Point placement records
════════════════
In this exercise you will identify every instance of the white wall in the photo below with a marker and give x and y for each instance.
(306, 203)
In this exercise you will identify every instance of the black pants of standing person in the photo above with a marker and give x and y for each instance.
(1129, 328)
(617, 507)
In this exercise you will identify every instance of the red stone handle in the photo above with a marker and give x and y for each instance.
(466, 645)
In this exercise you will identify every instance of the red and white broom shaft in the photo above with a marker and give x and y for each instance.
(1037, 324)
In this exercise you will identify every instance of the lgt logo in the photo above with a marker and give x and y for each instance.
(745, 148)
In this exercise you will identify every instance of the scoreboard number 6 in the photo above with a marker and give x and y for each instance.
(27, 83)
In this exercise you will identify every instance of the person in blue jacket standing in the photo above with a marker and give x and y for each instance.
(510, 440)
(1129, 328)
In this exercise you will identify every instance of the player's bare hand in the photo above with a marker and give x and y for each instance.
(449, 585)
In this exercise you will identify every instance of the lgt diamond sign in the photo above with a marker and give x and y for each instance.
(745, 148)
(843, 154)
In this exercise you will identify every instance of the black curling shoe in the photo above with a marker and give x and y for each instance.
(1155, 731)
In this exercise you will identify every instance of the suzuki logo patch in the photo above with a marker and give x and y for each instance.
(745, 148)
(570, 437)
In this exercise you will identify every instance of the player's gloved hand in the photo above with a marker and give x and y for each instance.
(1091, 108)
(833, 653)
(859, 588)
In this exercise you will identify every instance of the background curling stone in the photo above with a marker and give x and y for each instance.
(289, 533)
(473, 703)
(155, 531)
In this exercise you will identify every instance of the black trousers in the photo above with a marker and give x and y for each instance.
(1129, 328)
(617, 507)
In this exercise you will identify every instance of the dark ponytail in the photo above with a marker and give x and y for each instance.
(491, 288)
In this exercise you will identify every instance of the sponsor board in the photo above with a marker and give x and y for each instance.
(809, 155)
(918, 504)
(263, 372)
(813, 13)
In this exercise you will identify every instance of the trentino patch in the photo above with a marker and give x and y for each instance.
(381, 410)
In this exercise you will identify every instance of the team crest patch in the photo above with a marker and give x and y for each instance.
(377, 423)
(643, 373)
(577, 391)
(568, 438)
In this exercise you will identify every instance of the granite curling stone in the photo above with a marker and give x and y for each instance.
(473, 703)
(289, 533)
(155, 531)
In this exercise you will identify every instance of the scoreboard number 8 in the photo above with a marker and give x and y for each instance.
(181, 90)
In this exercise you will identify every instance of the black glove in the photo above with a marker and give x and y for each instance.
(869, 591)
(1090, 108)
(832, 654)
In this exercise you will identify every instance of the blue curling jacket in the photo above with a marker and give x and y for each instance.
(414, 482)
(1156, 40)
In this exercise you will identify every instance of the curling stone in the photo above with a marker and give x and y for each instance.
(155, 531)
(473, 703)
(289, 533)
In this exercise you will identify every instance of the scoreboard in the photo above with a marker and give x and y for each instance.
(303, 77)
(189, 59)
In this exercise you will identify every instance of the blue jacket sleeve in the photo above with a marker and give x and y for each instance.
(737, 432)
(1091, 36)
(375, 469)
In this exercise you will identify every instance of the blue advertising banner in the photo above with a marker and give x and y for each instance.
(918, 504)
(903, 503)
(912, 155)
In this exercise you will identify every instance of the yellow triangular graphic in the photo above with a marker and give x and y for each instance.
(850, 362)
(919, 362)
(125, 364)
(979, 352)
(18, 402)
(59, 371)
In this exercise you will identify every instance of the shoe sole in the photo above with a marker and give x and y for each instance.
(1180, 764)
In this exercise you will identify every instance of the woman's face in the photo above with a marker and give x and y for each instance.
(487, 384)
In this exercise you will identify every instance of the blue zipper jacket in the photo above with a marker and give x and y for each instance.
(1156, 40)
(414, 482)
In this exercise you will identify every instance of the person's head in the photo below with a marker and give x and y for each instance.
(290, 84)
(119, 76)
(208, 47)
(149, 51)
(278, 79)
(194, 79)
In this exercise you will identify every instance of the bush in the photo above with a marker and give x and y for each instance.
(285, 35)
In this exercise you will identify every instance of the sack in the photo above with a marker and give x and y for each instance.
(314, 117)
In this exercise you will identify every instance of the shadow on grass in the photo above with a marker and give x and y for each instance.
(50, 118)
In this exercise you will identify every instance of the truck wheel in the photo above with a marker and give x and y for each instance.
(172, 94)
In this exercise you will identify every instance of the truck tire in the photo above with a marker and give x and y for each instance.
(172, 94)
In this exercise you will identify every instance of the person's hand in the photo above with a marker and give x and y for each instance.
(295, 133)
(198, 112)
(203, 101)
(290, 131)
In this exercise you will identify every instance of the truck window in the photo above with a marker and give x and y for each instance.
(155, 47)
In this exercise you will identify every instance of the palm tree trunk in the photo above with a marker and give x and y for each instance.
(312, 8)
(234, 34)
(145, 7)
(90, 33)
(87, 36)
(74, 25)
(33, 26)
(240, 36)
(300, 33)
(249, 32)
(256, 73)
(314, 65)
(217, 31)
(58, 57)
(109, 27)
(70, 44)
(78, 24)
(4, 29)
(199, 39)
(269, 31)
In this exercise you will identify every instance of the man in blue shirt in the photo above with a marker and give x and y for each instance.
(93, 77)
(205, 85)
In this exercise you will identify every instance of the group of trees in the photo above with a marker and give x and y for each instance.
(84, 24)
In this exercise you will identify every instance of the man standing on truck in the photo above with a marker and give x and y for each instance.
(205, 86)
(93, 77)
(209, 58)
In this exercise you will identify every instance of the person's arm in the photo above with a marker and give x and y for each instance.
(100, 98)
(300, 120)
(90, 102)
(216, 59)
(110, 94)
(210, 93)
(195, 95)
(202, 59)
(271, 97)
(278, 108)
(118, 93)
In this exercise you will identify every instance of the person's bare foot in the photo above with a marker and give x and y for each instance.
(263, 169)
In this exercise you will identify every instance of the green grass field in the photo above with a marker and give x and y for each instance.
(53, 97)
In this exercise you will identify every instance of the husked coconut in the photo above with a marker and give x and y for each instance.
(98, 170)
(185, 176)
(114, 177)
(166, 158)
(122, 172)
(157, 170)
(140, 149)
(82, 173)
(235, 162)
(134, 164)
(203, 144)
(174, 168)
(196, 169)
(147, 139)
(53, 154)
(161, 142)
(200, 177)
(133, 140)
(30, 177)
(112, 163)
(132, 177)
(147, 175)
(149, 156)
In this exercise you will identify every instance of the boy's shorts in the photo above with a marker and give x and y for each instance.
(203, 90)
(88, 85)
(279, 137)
════════════════
**What is expected**
Reproduce every line of the records above word for word, with no changes.

**Reply**
In this exercise you will identify every instance of the white wall in the photo below with a marker and give x and y for each instance.
(306, 203)
In this exercise you will identify every instance of the black pants of standing person in the photo above with a marker and give x and y for each instance.
(1129, 328)
(617, 507)
In this exercise you will identify every instance of the red stone handle in the photo above with a marker and give x and y for each instance.
(466, 645)
In this exercise you will identify every instance of the red and white broom shaft in the photo above with a marker and give x and y for each instance.
(1037, 324)
In this exercise you will identify every instance of the lgt logo in the photo above with a marker and give x and y for each instance.
(745, 148)
In this exercise you will identify every instance of the scoreboard number 6 in the photo above with a marker and give x and y for each instance.
(27, 83)
In this exercise you will identify every instance of the person in blue jacket standing in the photo above with a marker and give x and y for each instance.
(510, 440)
(1129, 328)
In this exercise you will identify every instance of the player's bare hand in the photo above with a marker and give x and y for each instance.
(449, 585)
In this exercise you will identify every instance of the lgt diamond sign in the photo above with a marker and give x and y for each instance.
(745, 148)
(843, 154)
In this exercise you will identify every instance of the black curling shoe in the photo above with a marker and give x and y for each instance.
(1155, 731)
In this exercise you will identify every instance of the suzuki logo patch in the photo above with a marker and give x and y for each instance.
(745, 148)
(570, 437)
In this exercise you will identify every instance of the player's gloved hand in the photo above with a marker and give x and y for each instance.
(1091, 108)
(833, 653)
(859, 588)
In this exercise you will identify every instance of the background curling stone in the photo above with a marker and give x and y for each instance.
(289, 533)
(473, 703)
(155, 531)
In this exercise you will identify every instance of the black trousers in the photo above with a marker and give x and y for each instance.
(1129, 328)
(617, 507)
In this exercise you will identify every instance of the dark ponytail in the photo above with a marker and give x and y for each instance.
(491, 288)
In this exercise you will identify every instance of the sponsor board in the photo above with a marker and give x and y for each instance.
(809, 155)
(918, 504)
(263, 372)
(813, 13)
In this exercise you will identify every instance of the trentino patch in the photo above with a marker and give x and y for each instance.
(381, 410)
In this exercise you will identify every instance of the team crest patch in the photo above with a marker and give x and y for each instance.
(377, 423)
(643, 373)
(577, 391)
(568, 438)
In this exercise you will identify every instance of the granite curling stone in the photo above with a marker and give x and y for each instance.
(473, 703)
(289, 533)
(155, 531)
In this exercise you will identify every instance of the scoreboard number 8 in the photo above with a marker and give x and y for each instance.
(181, 90)
In this exercise you will identify every instance of the black glove in the photo above with a marker and give x and y for each instance.
(869, 591)
(1090, 108)
(832, 654)
In this exercise you will identify every instance of the blue curling jacket in the photo above with a marker and give x and y for each instance.
(414, 482)
(1156, 40)
In this exercise you will identify every instance of the curling stone in the photo above with a marker and give x and y for each instance.
(155, 531)
(473, 703)
(289, 533)
In this exercise you will identify every instance of the scoreboard in the photo above with a marker and give x and y for each instance.
(303, 77)
(189, 59)
In this exercise you will identify every instance of the blue jacket sleeve in the photo above with a marker and give x and y for each instance.
(737, 432)
(1091, 36)
(375, 469)
In this exercise you will identify every instance of the blue advertising banner in the photo above with a marker and give x and y for each instance.
(918, 504)
(903, 503)
(912, 155)
In this exercise you will identify every instance of the yellow triangular graphic in the photo above with a marker and give x and y for each instance.
(850, 362)
(919, 362)
(125, 364)
(979, 352)
(18, 402)
(59, 371)
In this exercise you will identify every instance of the shoe sole in the photo above with a marker and give x and y for each instance.
(1180, 764)
In this exercise you will identify every instance of the woman's face in the photo above with a marker and give x and y for each instance.
(487, 384)
In this exercise you will identify every instance of the blue zipper jacket in the photo above with a marker and give x and y for each instance.
(1156, 40)
(414, 482)
In this exercise you will identify every instance of the person's head in the photo below with a marker and give x and y for each instance.
(290, 84)
(119, 76)
(208, 47)
(149, 51)
(278, 79)
(194, 79)
In this exercise you will identify every instance of the bush in the photo above with a marker and give x and y for each instance.
(285, 35)
In this exercise you will identify every instance of the sack in the photo above with a marker and give x and y for each instance.
(314, 117)
In this exercise you will identify every instance of the shadow on grass in the photo above with a marker and give x and y for each instance.
(50, 118)
In this exercise you will identify every instance of the truck wheel in the photo above with a marker and give x and y for each instance.
(172, 94)
In this exercise you will identify every instance of the truck tire in the photo above with a marker and give x and y for each instance.
(172, 94)
In this exercise you will identify every instance of the person's hand in the photo above with a marker and give x and y for each instance.
(295, 133)
(198, 112)
(203, 101)
(290, 131)
In this exercise you will identify every instance of the truck window in the photo above with a marker and give x and y for each instance.
(155, 47)
In this exercise you will identify every instance of the palm tree trunk in the photo above with a marker and give x and y for each instance.
(312, 8)
(234, 34)
(145, 7)
(90, 33)
(87, 36)
(74, 25)
(33, 26)
(240, 36)
(300, 33)
(249, 32)
(256, 73)
(314, 65)
(217, 31)
(58, 57)
(109, 27)
(70, 44)
(78, 24)
(4, 29)
(199, 39)
(269, 31)
In this exercise you will identify every instance of the man in blue shirt in the photo above with a marker and give x and y for each instance.
(93, 77)
(205, 85)
In this exercise you will identify every instance of the group of trees in the photo above with a marker and give x and y for each instance.
(84, 24)
In this exercise you will identify every instance of the man standing on truck in the photo above with a marker and give x and y for each instance.
(205, 86)
(93, 77)
(209, 58)
In this exercise you will identify every instance of the person's arm in the photo above with a marker and give x and y for each instance.
(100, 98)
(300, 120)
(90, 102)
(216, 59)
(110, 94)
(210, 93)
(195, 95)
(202, 59)
(271, 97)
(278, 108)
(118, 93)
In this exercise you will identify every instance of the person's bare foot in the photo above with a marker and give x and y for each instance.
(263, 169)
In this exercise you will identify every instance of the green grass field in the photo above with a marker and give x and y for each instance.
(53, 97)
In this exercise you will identify every instance of the husked coconut in the photo above with a marker and give x and y for each instance.
(98, 170)
(185, 176)
(114, 177)
(166, 158)
(122, 172)
(157, 170)
(140, 149)
(82, 173)
(235, 162)
(134, 164)
(203, 144)
(174, 168)
(196, 169)
(147, 139)
(53, 154)
(161, 142)
(200, 177)
(133, 140)
(30, 177)
(112, 163)
(132, 177)
(147, 175)
(149, 156)
In this exercise you will identify every instance of the boy's shorts in the photo above with a marker and give x and y for each instance.
(203, 90)
(88, 85)
(279, 137)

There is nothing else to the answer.